━━ Given data ━━

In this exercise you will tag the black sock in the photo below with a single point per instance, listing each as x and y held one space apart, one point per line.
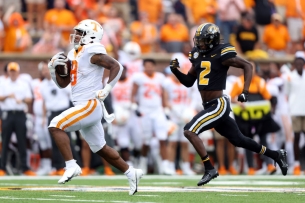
269 153
207 163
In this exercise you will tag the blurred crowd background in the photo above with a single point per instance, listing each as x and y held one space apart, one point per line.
270 30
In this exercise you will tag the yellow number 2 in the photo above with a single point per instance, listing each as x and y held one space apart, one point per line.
206 65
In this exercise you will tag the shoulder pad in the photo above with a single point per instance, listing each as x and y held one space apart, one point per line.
227 48
96 48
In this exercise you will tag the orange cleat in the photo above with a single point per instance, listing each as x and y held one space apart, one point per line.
2 173
271 169
222 170
297 170
85 171
29 173
251 171
233 171
108 171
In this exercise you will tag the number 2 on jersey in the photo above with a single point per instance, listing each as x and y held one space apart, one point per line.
73 73
206 65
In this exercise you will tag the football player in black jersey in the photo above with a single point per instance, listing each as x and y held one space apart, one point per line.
210 63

━━━

A word-for-word retyping of every record is required, without the pictures.

In this exercise you will tag the black sock in the photo below with a single point per instance, listing each as x and y held one space apart, one point per line.
269 153
207 163
In this exercise you will tag the blurred crowd background in the photo above with a single point per instance, listing each as x and y held one space apart, one point per line.
270 30
In this exercise you will tag the yellow number 2 in the photo above with a single point per instance, listing each as x and y held one space apart, one point per line.
206 65
In this exercise you will tag the shoulder pad in the photo above with a single point per instance, listing each as x and y held one space apart, one point per line.
227 48
96 48
In this exercise you will tag the orange cleat in the photo above with a single point per instance, listing each as x and y held one space apart, one point per line.
2 173
271 169
222 170
297 170
85 171
29 173
251 171
233 171
108 171
In this exercise you will tag the number 2 on jersey in the photo above with a single point per instance, listing each as x and y held one space apart, one point per line.
73 73
206 65
In this exercise you will tag the football player in black jersey in the photo above with a single point per instance, listing each as x and y held one space apart, one point per line.
210 63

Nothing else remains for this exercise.